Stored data

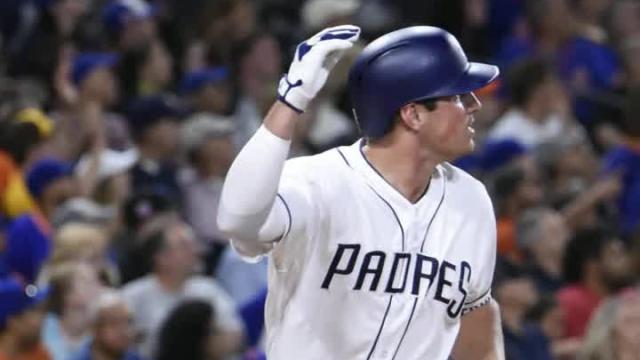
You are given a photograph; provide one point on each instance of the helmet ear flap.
(406, 65)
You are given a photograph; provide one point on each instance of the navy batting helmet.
(408, 65)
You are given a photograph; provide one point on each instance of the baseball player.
(381, 249)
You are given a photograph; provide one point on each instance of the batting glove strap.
(293, 99)
(312, 62)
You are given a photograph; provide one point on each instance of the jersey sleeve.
(484, 257)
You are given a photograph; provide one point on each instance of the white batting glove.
(312, 63)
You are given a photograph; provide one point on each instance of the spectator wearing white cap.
(106, 186)
(207, 143)
(130, 24)
(113, 333)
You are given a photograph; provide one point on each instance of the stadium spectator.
(74, 287)
(207, 142)
(153, 121)
(29, 237)
(595, 266)
(539, 108)
(189, 332)
(207, 90)
(516, 294)
(113, 334)
(542, 235)
(172, 249)
(21, 315)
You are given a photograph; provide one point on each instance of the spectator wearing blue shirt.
(28, 239)
(153, 121)
(112, 330)
(624, 161)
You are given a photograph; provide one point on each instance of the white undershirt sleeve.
(249, 211)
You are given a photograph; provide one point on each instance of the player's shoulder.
(318, 164)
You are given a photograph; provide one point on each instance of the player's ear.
(410, 118)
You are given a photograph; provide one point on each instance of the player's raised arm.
(248, 209)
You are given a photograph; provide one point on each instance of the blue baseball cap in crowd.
(119, 12)
(85, 63)
(147, 111)
(17, 298)
(196, 80)
(44, 172)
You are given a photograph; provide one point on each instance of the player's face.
(448, 131)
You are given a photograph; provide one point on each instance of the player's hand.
(313, 60)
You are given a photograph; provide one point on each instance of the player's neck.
(404, 167)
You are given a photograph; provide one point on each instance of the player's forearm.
(281, 120)
(480, 335)
(252, 182)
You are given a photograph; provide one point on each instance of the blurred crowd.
(120, 118)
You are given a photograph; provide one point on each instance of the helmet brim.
(477, 76)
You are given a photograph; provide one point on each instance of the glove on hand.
(313, 60)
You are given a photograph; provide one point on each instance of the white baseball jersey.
(363, 273)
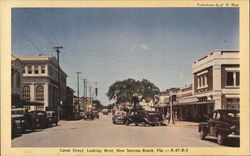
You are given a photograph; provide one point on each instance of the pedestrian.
(168, 117)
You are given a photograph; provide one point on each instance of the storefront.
(195, 112)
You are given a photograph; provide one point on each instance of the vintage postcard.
(120, 77)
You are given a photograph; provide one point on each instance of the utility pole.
(78, 87)
(57, 49)
(171, 108)
(85, 87)
(90, 96)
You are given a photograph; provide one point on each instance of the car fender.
(203, 126)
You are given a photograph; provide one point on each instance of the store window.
(29, 69)
(42, 69)
(233, 78)
(24, 71)
(36, 69)
(230, 79)
(26, 93)
(40, 93)
(18, 81)
(237, 78)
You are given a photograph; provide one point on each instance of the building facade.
(216, 79)
(41, 84)
(16, 82)
(216, 85)
(68, 108)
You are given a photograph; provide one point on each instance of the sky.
(113, 44)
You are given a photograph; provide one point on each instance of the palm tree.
(132, 91)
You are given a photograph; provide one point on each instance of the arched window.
(26, 93)
(39, 93)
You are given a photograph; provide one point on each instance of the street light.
(57, 49)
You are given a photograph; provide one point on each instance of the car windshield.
(153, 113)
(234, 115)
(40, 113)
(16, 112)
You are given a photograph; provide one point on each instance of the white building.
(40, 82)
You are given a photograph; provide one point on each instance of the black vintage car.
(119, 117)
(88, 115)
(145, 118)
(96, 114)
(223, 124)
(52, 118)
(16, 125)
(42, 119)
(21, 120)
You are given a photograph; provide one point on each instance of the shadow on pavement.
(229, 143)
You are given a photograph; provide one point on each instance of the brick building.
(40, 83)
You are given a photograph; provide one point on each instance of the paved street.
(102, 133)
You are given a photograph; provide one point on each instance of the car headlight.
(233, 127)
(18, 121)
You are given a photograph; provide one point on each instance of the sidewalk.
(183, 123)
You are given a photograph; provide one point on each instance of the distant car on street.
(17, 121)
(21, 120)
(105, 112)
(42, 121)
(223, 124)
(52, 118)
(145, 118)
(96, 114)
(119, 117)
(89, 115)
(82, 114)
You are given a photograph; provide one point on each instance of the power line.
(27, 38)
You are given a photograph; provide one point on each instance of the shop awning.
(196, 103)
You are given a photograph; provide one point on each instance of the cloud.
(143, 46)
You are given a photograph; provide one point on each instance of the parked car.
(96, 114)
(105, 112)
(82, 114)
(30, 121)
(42, 121)
(89, 115)
(145, 118)
(223, 124)
(17, 121)
(52, 118)
(157, 116)
(119, 117)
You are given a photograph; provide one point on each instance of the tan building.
(216, 79)
(216, 85)
(16, 82)
(40, 83)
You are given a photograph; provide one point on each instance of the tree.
(132, 91)
(98, 104)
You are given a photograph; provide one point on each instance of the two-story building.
(41, 84)
(216, 79)
(16, 82)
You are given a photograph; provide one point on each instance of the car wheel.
(202, 134)
(127, 123)
(221, 139)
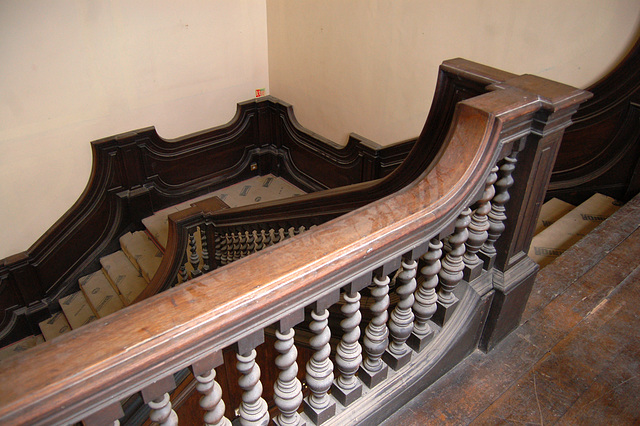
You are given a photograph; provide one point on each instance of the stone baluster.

### Task prompt
Give back the entries verbatim. Do not include any picture.

### The response
You are given a photograph; provide one point on each instance of the helmet ear flap.
(406, 65)
You are given a photograph; provide one point on each instance of the navy batting helmet.
(408, 65)
You are given a photograph; provide one point on each instance of the baseball player.
(381, 249)
You are given a photograph; provide one point on each instance of the batting glove strap.
(293, 99)
(312, 62)
You are given a photograph; provide one point on each instance of the jersey sleeve.
(484, 257)
You are given a photograph; provide one point on each instance of the white batting glove.
(312, 63)
You are given a photograph; provide one point on each instance of the spectator wearing white cap.
(106, 186)
(207, 143)
(130, 24)
(113, 333)
You are given a photograph; provide one point on each instance of the stadium spectator.
(74, 287)
(207, 142)
(153, 121)
(29, 237)
(595, 266)
(539, 108)
(189, 332)
(207, 90)
(516, 294)
(113, 334)
(542, 235)
(172, 249)
(21, 315)
You are given a photograph; provide one point on each instance of the spectator wearing blue shirt.
(28, 239)
(153, 121)
(112, 330)
(624, 161)
You are given a photograph; provide one point on each instance of the white undershirt sleeve.
(249, 211)
You are given a photograph; provide one point on each instance of the player's shoulder.
(318, 164)
You are given a photograph; provide one point on each instance of the player's ear.
(410, 118)
You are given a photograph; provide one point on each instance of the player's raised arm.
(248, 209)
You are given a photograph; provide one point on each instance of the blue baseball cap in crowd.
(119, 12)
(85, 63)
(147, 111)
(17, 298)
(196, 80)
(44, 172)
You are given a photograph; provide one point on each instance of the player's face.
(448, 131)
You are given a photograph; provide one point on each instance of the player's hand.
(313, 60)
You are given a photograph; provide one point on each instance of the player's neck.
(404, 167)
You are given a photograph; provide one point on each instance of the player's forearm.
(281, 120)
(480, 335)
(252, 182)
You are given a photograph; provide one point on each instance of the blurred crowd.
(120, 118)
You are given a photograph; provide one point on each instance of the helmet brim.
(477, 76)
You are given a photograph; provide one point on each instance of the glove on hand.
(313, 60)
You are given a photograph; provide one point on each instance of the white baseball jersey.
(363, 273)
You are given a photograph; provide one point on each instance of the pedestrian.
(168, 117)
You are given a photograph; provide one point on each instance of the storefront.
(195, 112)
You are given a photograph; provide one point on each instance of the vintage postcard.
(120, 77)
You are given a photograph; provide one point on each instance of the utility pole.
(78, 87)
(57, 49)
(171, 108)
(85, 87)
(90, 96)
You are given a photograph; provide one point on each instance of the car fender.
(203, 126)
You are given a photograph; provide one point on each instance of the store window.
(29, 69)
(42, 69)
(233, 78)
(24, 71)
(36, 69)
(230, 79)
(26, 93)
(40, 93)
(18, 81)
(237, 78)
You are given a photograph; provide one point on each instance of the building facade.
(216, 79)
(41, 84)
(16, 82)
(216, 85)
(68, 108)
You are given a photograph; provide one point on each instance of the sky.
(113, 44)
You are given a photograph; provide one point on each instance of the palm tree.
(132, 91)
You are given a photograph; provide one point on each instance of the arched window.
(26, 93)
(39, 93)
You are given a photograph; provide one point on each instance of the street light.
(57, 49)
You are given a photograph; provide one point on each instance of the car windshield.
(153, 113)
(234, 115)
(40, 113)
(16, 112)
You are given a photograph; provide one point on each instance of the white building.
(40, 82)
You are given a photograph; provide one point on each instance of the black vintage car.
(119, 117)
(88, 115)
(145, 118)
(96, 114)
(223, 124)
(52, 118)
(16, 125)
(42, 119)
(21, 120)
You are given a photograph; provide one point on each instance of the shadow on pavement.
(229, 143)
You are given a photograph; provide one point on each instance of the brick building.
(40, 83)
You are given a photograph; provide one point on each instance of the paved street.
(102, 133)
You are given a photograph; provide one point on each instance of the car headlight.
(233, 127)
(18, 121)
You are given a photograph; provide one point on each instance of the sidewalk.
(183, 123)
You are given a photograph; provide one point on each instance of the distant car on street.
(17, 121)
(21, 120)
(105, 112)
(42, 121)
(223, 124)
(52, 118)
(145, 118)
(96, 114)
(119, 117)
(89, 115)
(82, 114)
You are given a photograph; provide one point on each instance of the power line.
(27, 38)
You are given a photograph; provide one point on each instance of the shop awning.
(196, 103)
You are given a photograph; provide one point on each instance of the cloud.
(143, 46)
You are given a photograph; provide one point on each instance of the parked car.
(96, 114)
(105, 112)
(82, 114)
(30, 121)
(42, 121)
(89, 115)
(145, 118)
(223, 124)
(17, 121)
(52, 118)
(157, 116)
(119, 117)
You are given a photograph; provide one point on each instance of the tan building.
(216, 79)
(216, 85)
(16, 82)
(40, 83)
You are given a photograph; provide one point on each instance of the tree.
(132, 91)
(98, 104)
You are given a photograph; provide one point on each instance of the two-story building.
(41, 84)
(216, 79)
(16, 82)
You are given a photograph; provide one point on each instance of the car wheel.
(202, 134)
(127, 123)
(221, 139)
You are given a photograph; provide one point on each instance of the stone baluster.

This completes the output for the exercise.